# A challenging nose art



## Micdrow (Jan 17, 2010)

Found this in a flying past special magazine. Really thought it was cool as I hadent seen it before. Looks like a real challange for any one considering trying it.  Edward Egan source.


----------



## Night Fighter Nut (Jan 17, 2010)

Now that is funny. Looks like all the major Sunday comic strip characters of the day. I can identify at least half of them. Nice find.


----------



## Micdrow (Jan 17, 2010)

Night Fighter Nut said:


> Now that is funny. Looks like all the major Sunday comic strip characters of the day. I can identify at least half of them. Nice find.



Many thanks, might be worth researching for a model was the reason why I posted it plus its different.


----------



## vikingBerserker (Jan 17, 2010)




----------



## bob3170 (Jan 17, 2010)

Zotz Decals, Libby Gals part 4, has this on it

Zotz 1/72 or 1/48 B-24 Libby Girls Part 4 decal sheet


----------



## Micdrow (Jan 17, 2010)

bob3170 said:


> Zotz Decals, Libby Gals part 4, has this on it
> 
> Zotz 1/72 or 1/48 B-24 Libby Girls Part 4 decal sheet



Well dang, decal stuff way ahead of me.


----------



## B-17engineer (Jan 17, 2010)

That's could be a fun one but I hate Aluminum finish on planes.... ;lol:


----------



## Airframes (Jan 17, 2010)

Nice one Paul. I've only ever seen a B&W pic of that nose art before. It sure would be a goo0d one to do. I think that B24 is 15th Air Force?


----------



## dirkpitt289 (Jan 17, 2010)

Very Kewl 8)


----------



## Colin1 (Jan 17, 2010)

My God, the Sistine Chapel of B-24s 
I bet the artist was hoping to hell they didn't get to need a replacement aircraft...


----------



## B-17engineer (Jan 17, 2010)

"please don't get shot down, please don't get shot down."


----------



## Airframes (Jan 17, 2010)

If it survived the war, I wonder what happened to the nose art? Be a shame if it was scrapped.


----------



## Heinz (Jan 18, 2010)

That would make a great model!


----------



## Wayne Little (Jan 18, 2010)

Agree with you there Alex!


----------



## Vic Balshaw (Jan 18, 2010)

Heinz said:


> That would make a great model!





Wayne Little said:


> Agree with you there Alex!



So who's going to take up the challenge????.......


----------



## Micdrow (Jan 18, 2010)

Thanks guys!!! This may be the next one I research and see what I can find. That way if some one wants to do it at least there will be some data on it.


----------



## Lucky13 (Jan 18, 2010)

Yeah! Come on lads, suck up, grab your hairy b*lls and get this bird done!


----------



## Micdrow (Jan 19, 2010)

Well I found another picture and also beleive that it was scrapped. Both aircraft flew in the same squadron the 64th Bomb squadron and are beleived to have been painted by the same artist. Source of bottom picture. The Original Dragon and His Tail


----------



## Micdrow (Jan 19, 2010)

Artist of both aircraft was S/Sgt. Sarkis E. Bartigan


----------



## Night Fighter Nut (Jan 19, 2010)

───

What you need to do:
• A. Name everyone who posted in the nose art thread on Jan 18, 2010.
• B. Rewrite the nose art thread starting at "So who's going" and ending at "data on it.", with "research" changed to "look into".

Listing:
───

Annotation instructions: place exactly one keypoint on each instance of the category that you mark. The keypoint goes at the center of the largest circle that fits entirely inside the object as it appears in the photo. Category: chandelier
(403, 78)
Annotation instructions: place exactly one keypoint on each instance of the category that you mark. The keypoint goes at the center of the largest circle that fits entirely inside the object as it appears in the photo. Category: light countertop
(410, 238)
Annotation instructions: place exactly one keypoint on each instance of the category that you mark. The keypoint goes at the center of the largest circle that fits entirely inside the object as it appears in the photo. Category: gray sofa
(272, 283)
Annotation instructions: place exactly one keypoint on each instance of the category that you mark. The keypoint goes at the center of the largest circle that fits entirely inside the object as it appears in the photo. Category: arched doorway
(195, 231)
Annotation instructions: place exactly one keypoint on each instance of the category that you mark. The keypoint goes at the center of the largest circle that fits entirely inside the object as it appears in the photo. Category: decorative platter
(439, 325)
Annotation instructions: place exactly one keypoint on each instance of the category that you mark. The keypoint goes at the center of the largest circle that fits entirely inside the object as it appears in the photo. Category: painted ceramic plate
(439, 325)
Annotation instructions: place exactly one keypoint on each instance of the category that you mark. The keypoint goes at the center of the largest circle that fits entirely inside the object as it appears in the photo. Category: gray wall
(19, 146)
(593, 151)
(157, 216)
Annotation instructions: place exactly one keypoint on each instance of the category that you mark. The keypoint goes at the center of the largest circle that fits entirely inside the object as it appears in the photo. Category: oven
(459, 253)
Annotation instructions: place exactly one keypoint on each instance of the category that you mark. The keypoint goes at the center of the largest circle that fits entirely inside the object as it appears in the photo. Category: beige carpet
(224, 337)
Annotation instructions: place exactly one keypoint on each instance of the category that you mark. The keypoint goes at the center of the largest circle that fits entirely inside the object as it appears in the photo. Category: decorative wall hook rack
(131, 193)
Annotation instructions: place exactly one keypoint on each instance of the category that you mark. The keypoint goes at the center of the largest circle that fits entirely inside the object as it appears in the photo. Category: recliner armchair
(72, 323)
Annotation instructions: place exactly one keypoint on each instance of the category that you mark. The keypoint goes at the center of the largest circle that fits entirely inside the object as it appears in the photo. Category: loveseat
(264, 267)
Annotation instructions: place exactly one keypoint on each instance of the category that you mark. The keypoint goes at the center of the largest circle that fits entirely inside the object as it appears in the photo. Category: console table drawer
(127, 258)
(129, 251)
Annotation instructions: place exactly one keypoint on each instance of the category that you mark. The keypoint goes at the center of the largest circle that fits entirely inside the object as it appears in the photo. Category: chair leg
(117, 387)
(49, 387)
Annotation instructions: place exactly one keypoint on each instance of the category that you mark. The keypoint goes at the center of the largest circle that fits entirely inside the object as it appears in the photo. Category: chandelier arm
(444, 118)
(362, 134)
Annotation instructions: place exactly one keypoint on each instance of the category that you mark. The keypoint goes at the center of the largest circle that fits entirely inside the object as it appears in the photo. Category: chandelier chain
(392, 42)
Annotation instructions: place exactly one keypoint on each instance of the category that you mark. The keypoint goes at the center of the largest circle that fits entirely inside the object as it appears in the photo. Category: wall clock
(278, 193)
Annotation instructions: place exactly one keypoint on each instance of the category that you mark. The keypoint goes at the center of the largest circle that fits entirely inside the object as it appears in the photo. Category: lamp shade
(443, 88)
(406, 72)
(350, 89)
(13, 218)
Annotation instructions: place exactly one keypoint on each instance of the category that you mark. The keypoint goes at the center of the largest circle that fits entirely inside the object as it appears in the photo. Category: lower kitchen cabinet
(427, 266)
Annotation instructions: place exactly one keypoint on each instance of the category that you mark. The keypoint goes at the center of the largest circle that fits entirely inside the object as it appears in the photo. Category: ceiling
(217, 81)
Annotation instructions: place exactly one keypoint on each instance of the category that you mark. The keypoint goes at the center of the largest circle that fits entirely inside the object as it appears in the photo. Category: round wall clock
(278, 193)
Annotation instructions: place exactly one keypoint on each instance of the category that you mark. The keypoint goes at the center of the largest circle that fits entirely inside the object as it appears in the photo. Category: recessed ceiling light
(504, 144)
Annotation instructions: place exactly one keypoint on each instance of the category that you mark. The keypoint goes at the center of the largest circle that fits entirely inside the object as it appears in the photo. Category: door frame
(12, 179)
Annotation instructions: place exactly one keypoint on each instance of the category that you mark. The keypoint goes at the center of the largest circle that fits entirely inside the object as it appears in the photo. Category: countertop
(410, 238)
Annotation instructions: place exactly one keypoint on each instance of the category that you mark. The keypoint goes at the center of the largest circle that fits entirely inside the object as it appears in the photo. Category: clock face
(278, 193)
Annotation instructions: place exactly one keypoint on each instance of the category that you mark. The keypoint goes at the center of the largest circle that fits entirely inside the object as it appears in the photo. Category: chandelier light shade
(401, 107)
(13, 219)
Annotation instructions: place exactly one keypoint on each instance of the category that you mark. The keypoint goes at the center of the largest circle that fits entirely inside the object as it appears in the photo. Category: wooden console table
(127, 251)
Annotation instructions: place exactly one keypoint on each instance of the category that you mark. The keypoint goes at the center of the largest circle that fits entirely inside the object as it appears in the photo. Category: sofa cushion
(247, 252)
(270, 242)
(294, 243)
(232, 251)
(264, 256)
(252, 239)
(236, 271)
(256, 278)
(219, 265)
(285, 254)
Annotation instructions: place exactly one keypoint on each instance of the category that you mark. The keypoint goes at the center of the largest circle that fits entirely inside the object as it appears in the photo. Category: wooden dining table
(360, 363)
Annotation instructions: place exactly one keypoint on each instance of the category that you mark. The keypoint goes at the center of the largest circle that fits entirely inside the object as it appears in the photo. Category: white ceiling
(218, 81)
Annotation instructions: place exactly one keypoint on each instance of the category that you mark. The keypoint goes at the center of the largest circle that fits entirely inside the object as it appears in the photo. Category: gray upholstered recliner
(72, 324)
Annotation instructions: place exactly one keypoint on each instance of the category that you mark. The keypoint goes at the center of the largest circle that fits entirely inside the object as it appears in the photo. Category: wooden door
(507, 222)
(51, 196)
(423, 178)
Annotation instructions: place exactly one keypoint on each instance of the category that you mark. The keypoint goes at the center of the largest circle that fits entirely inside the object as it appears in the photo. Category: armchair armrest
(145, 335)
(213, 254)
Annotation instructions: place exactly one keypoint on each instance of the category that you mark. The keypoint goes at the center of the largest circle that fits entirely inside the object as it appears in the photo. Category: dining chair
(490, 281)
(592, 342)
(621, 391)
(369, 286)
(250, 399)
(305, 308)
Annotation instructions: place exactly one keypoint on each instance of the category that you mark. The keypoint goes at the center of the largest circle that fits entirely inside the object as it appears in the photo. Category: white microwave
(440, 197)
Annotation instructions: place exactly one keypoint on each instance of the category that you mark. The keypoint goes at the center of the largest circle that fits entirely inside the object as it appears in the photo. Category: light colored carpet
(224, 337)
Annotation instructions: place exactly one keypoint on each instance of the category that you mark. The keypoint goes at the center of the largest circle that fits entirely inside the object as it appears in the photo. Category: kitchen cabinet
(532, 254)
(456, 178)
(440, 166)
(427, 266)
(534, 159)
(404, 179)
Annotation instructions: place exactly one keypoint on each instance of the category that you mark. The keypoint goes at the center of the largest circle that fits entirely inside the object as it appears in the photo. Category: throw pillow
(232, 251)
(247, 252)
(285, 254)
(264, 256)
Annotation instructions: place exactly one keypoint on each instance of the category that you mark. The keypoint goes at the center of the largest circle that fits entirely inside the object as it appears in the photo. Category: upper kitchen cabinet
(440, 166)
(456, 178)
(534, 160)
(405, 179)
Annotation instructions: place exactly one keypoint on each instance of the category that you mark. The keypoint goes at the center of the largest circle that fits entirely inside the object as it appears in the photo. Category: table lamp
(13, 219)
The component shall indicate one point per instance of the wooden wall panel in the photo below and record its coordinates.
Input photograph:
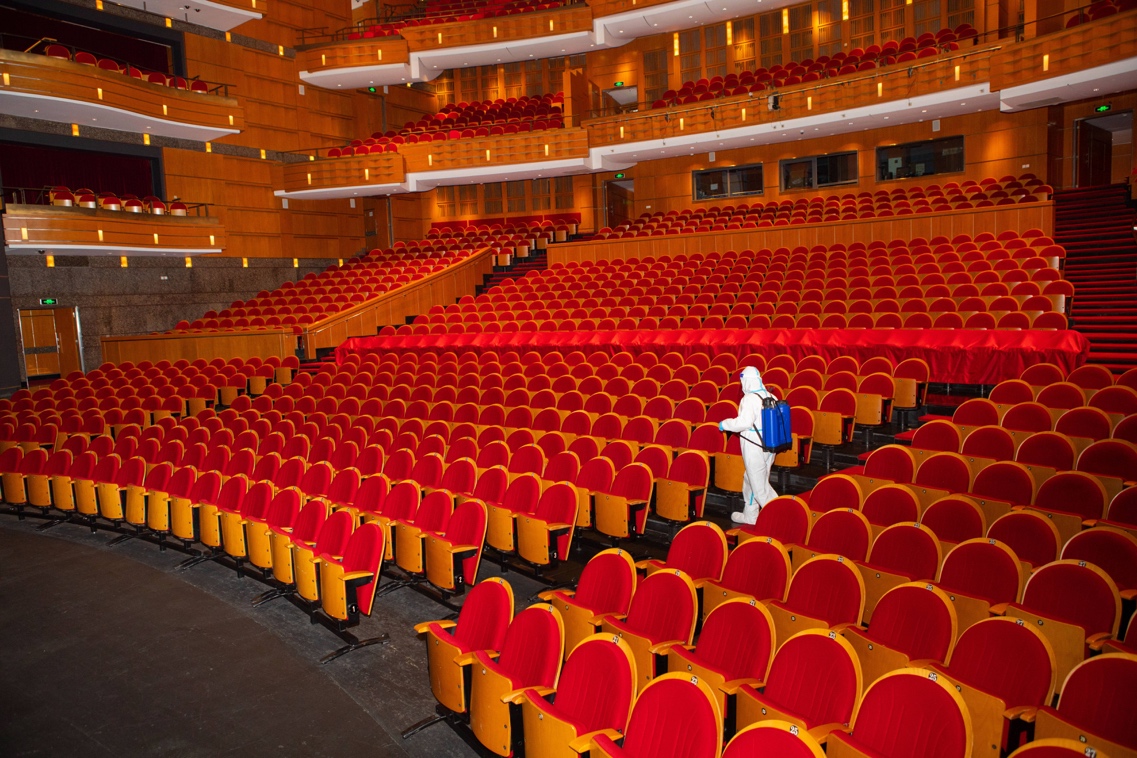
(1018, 218)
(240, 192)
(268, 88)
(995, 144)
(222, 344)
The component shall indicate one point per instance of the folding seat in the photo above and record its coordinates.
(1034, 538)
(481, 626)
(785, 518)
(546, 529)
(680, 496)
(530, 659)
(662, 613)
(1112, 550)
(833, 492)
(912, 622)
(906, 713)
(605, 588)
(1071, 500)
(622, 509)
(814, 682)
(1095, 708)
(306, 556)
(953, 519)
(841, 532)
(826, 592)
(1075, 605)
(1087, 423)
(675, 715)
(1117, 458)
(594, 696)
(1004, 671)
(1052, 748)
(901, 554)
(773, 738)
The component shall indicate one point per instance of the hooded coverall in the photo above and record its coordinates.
(756, 490)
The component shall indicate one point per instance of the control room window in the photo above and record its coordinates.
(727, 182)
(924, 158)
(819, 171)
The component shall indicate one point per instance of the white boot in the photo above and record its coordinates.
(747, 516)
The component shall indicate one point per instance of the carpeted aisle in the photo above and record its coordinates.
(108, 651)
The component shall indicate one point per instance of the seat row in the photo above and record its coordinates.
(903, 51)
(466, 121)
(836, 207)
(803, 682)
(106, 64)
(83, 198)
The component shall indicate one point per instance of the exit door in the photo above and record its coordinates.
(51, 338)
(1095, 153)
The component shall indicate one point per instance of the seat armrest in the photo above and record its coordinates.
(733, 685)
(1022, 713)
(516, 696)
(424, 626)
(664, 647)
(581, 743)
(1095, 641)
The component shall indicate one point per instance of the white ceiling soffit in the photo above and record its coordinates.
(613, 31)
(205, 13)
(26, 249)
(423, 181)
(340, 192)
(1097, 82)
(881, 115)
(430, 64)
(359, 76)
(102, 116)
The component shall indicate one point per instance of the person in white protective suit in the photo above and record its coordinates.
(756, 490)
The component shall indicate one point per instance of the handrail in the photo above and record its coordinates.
(42, 197)
(216, 88)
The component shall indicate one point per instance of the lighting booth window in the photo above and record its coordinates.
(727, 182)
(924, 158)
(819, 171)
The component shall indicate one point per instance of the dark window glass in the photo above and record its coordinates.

───

Results of the tasks:
• A. Heinz, Wayne Little, Vic Balshaw, Micdrow, Lucky13

• B.
So who's going to take up the challenge????.......


----------



## Micdrow (Jan 18, 2010)

Thanks guys!!! This may be the next one I look into and see what I can find. That way if some one wants to do it at least there will be some data on it.